■ **Exercise goal**: Leaving out the images, please output every entry exactly as it appears.
--- START ---
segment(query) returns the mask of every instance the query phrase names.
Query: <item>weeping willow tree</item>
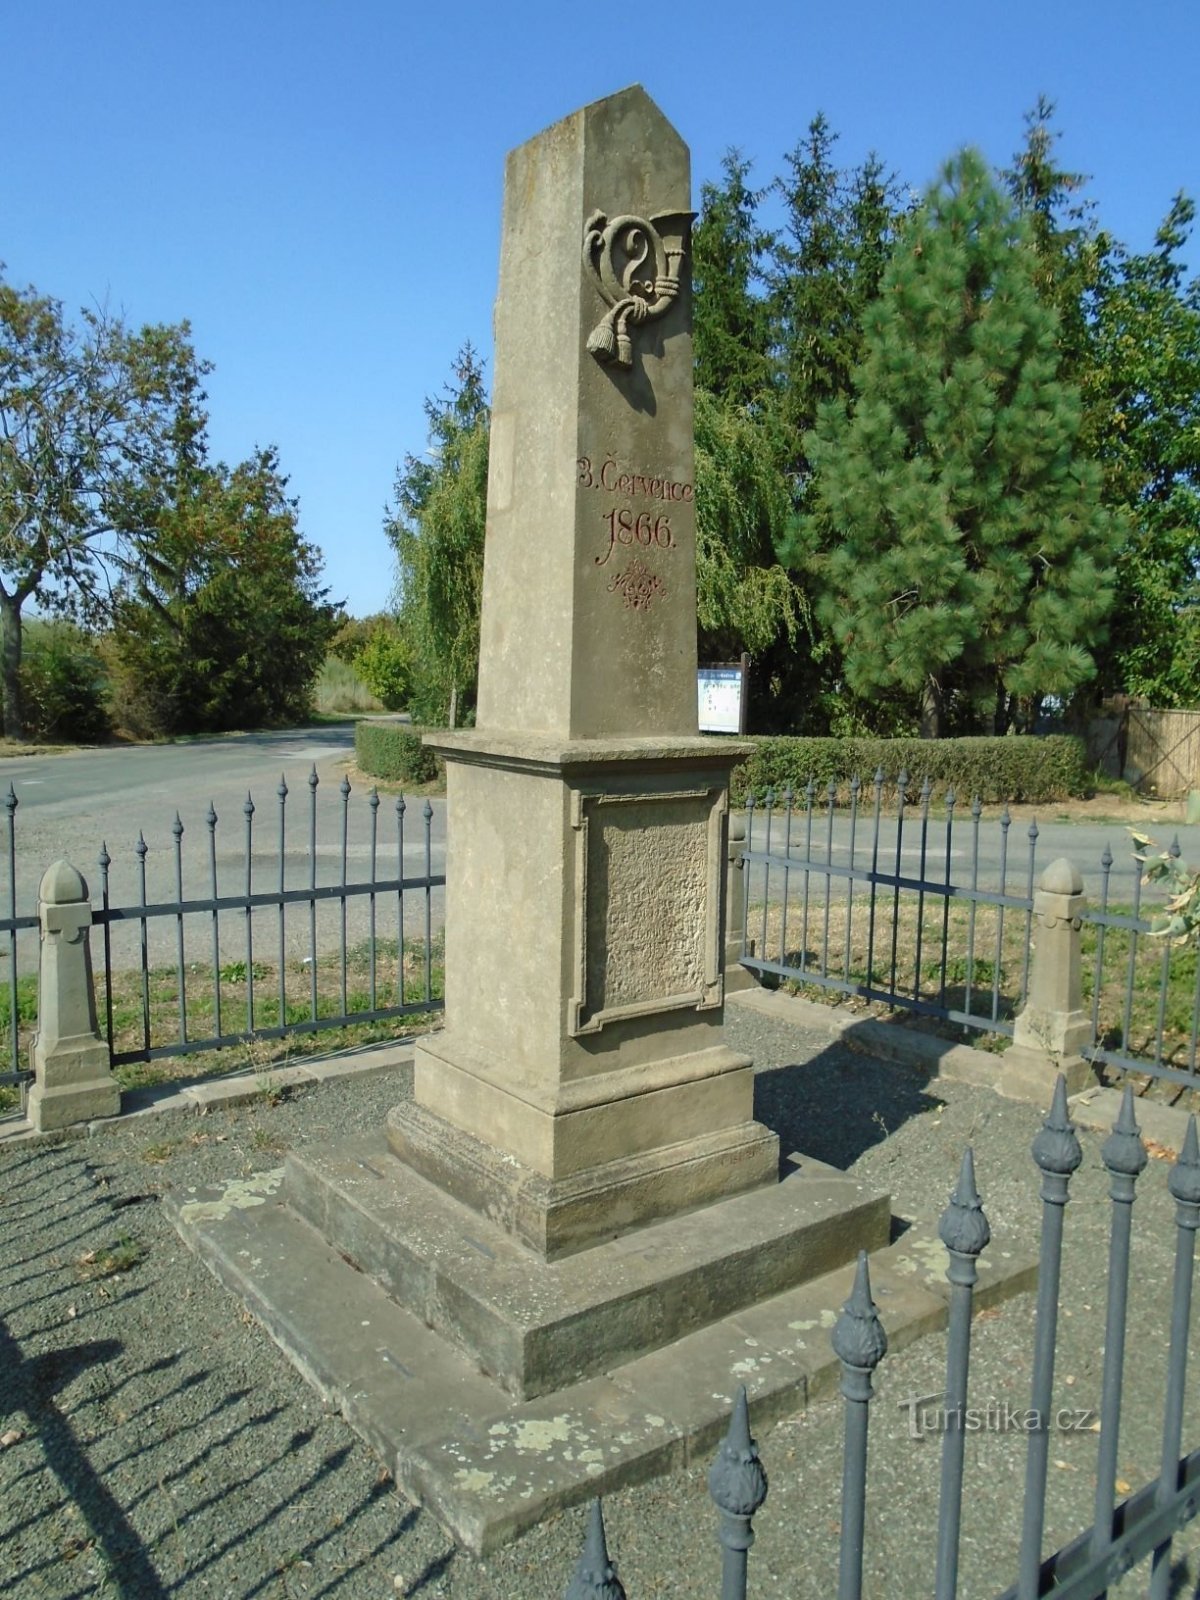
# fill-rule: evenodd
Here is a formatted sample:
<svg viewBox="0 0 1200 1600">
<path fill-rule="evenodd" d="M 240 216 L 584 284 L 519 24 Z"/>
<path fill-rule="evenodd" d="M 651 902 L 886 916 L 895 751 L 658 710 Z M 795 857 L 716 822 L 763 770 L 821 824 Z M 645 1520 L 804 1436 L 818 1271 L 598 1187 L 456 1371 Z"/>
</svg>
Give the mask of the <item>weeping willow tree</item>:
--- END ---
■ **Finished exercise**:
segment(query) returns the mask of every instance the query phrase names.
Query: <item>weeping willow tree</item>
# fill-rule: evenodd
Here is a formatted sample:
<svg viewBox="0 0 1200 1600">
<path fill-rule="evenodd" d="M 240 216 L 584 284 L 519 24 Z"/>
<path fill-rule="evenodd" d="M 651 902 L 886 916 L 895 751 L 658 710 Z M 795 857 L 716 822 L 763 770 L 821 824 Z M 645 1520 L 804 1436 L 818 1271 L 598 1187 L 456 1371 Z"/>
</svg>
Give the mask of the <item>weeping willow tree</item>:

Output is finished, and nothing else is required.